**Exercise goal:** When the line containing "Target: stainless steel range" is found in the data below, copy it and each line after it through the line containing "Target: stainless steel appliance", exactly and with no others.
=== Source records ===
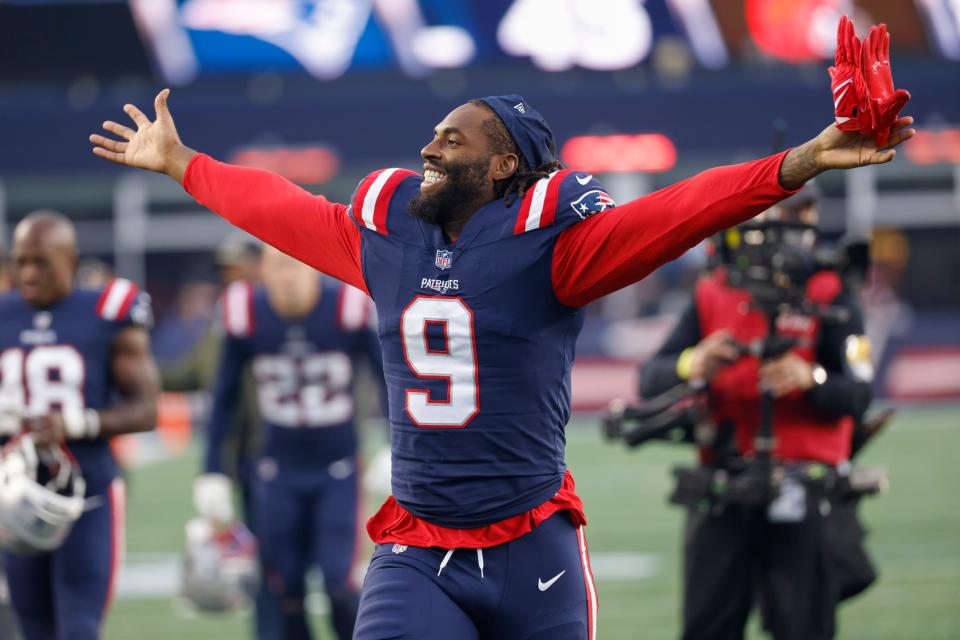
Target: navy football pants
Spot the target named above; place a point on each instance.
(63, 595)
(537, 587)
(303, 522)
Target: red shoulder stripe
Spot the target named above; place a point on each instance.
(116, 298)
(372, 201)
(539, 206)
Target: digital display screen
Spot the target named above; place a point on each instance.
(188, 40)
(326, 38)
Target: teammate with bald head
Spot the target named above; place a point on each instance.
(75, 368)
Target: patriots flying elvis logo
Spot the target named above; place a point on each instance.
(444, 259)
(593, 201)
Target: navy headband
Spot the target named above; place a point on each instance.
(527, 127)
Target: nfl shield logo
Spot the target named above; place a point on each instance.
(444, 259)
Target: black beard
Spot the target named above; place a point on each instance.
(462, 189)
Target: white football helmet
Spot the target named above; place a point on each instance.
(41, 496)
(220, 570)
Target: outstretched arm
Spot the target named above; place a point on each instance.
(310, 228)
(619, 247)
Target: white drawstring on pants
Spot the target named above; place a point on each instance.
(449, 554)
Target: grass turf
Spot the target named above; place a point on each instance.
(915, 538)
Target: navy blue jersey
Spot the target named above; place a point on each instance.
(477, 348)
(58, 358)
(303, 373)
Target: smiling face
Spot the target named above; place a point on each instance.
(460, 166)
(44, 258)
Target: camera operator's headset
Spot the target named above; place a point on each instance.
(772, 259)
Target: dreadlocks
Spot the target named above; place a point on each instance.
(523, 178)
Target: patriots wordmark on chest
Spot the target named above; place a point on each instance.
(444, 259)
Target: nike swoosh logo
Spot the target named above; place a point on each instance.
(836, 102)
(543, 586)
(845, 82)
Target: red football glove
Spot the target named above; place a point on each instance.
(883, 102)
(847, 83)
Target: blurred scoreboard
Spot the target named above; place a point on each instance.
(188, 39)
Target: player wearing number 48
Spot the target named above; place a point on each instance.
(480, 268)
(75, 369)
(301, 335)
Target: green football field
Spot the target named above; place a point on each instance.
(634, 540)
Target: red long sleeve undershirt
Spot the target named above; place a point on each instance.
(619, 247)
(591, 259)
(306, 226)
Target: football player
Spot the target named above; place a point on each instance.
(301, 335)
(480, 268)
(75, 368)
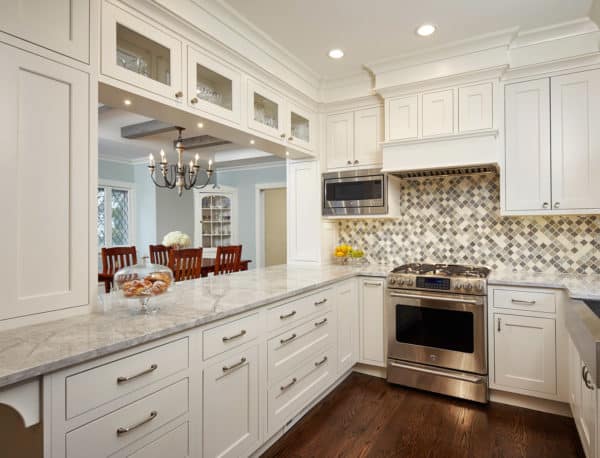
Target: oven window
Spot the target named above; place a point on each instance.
(437, 328)
(355, 190)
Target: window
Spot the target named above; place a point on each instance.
(115, 215)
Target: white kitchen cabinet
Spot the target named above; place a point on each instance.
(44, 138)
(213, 86)
(437, 113)
(231, 409)
(475, 107)
(527, 157)
(63, 27)
(525, 353)
(346, 299)
(575, 143)
(371, 319)
(401, 115)
(140, 53)
(303, 212)
(340, 140)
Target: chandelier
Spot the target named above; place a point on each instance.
(180, 175)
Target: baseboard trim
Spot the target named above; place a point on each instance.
(528, 402)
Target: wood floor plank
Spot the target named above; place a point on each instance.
(367, 417)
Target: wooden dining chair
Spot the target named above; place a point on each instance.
(186, 263)
(228, 259)
(114, 259)
(159, 254)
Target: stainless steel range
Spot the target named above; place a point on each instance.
(437, 329)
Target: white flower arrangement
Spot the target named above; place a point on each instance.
(177, 239)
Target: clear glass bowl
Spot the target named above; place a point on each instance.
(150, 286)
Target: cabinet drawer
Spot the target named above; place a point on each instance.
(230, 335)
(289, 396)
(295, 311)
(289, 349)
(533, 301)
(99, 385)
(122, 427)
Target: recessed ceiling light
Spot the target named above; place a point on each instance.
(336, 53)
(426, 29)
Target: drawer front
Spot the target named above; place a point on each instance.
(533, 301)
(289, 349)
(290, 395)
(99, 385)
(128, 424)
(295, 311)
(230, 335)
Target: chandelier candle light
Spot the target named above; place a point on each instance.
(178, 175)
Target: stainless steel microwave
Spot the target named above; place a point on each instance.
(355, 192)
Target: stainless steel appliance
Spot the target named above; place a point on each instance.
(437, 329)
(355, 192)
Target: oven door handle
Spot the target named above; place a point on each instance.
(461, 377)
(443, 299)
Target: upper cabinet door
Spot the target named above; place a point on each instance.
(527, 156)
(44, 126)
(475, 107)
(266, 111)
(61, 26)
(340, 140)
(367, 137)
(213, 86)
(438, 113)
(301, 124)
(576, 141)
(139, 53)
(401, 118)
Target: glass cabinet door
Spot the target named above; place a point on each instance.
(139, 53)
(213, 87)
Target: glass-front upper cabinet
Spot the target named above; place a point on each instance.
(213, 86)
(266, 111)
(139, 53)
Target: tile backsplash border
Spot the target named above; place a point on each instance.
(457, 220)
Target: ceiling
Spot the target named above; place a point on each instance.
(381, 29)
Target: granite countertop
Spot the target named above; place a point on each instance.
(34, 350)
===
**Answer for this exercise:**
Target: stainless steel range
Spot the target named above; place a point on each instance.
(437, 329)
Target: white flower arrangement
Spot the target named above; place a point on each instance.
(177, 239)
Target: clear glass bowl
Spot the target named above; place a point on each instance.
(150, 286)
Target: cabinet drawer
Spot the target named above; place a point on each instance.
(230, 335)
(289, 396)
(295, 311)
(289, 349)
(533, 301)
(99, 385)
(122, 427)
Target: recessed ceiling light
Spot the target named above; place a point on each instance.
(336, 53)
(426, 29)
Target: drawer front
Spot the target named above; place a point on each instance.
(533, 301)
(289, 349)
(290, 395)
(99, 385)
(128, 424)
(295, 311)
(230, 335)
Target: chandelier candle light
Spot the target named above; place a point on each instance.
(178, 175)
Target: stainless steel microwave
Spot the target named above; place a point on each instance.
(355, 192)
Target: stainless steel appliance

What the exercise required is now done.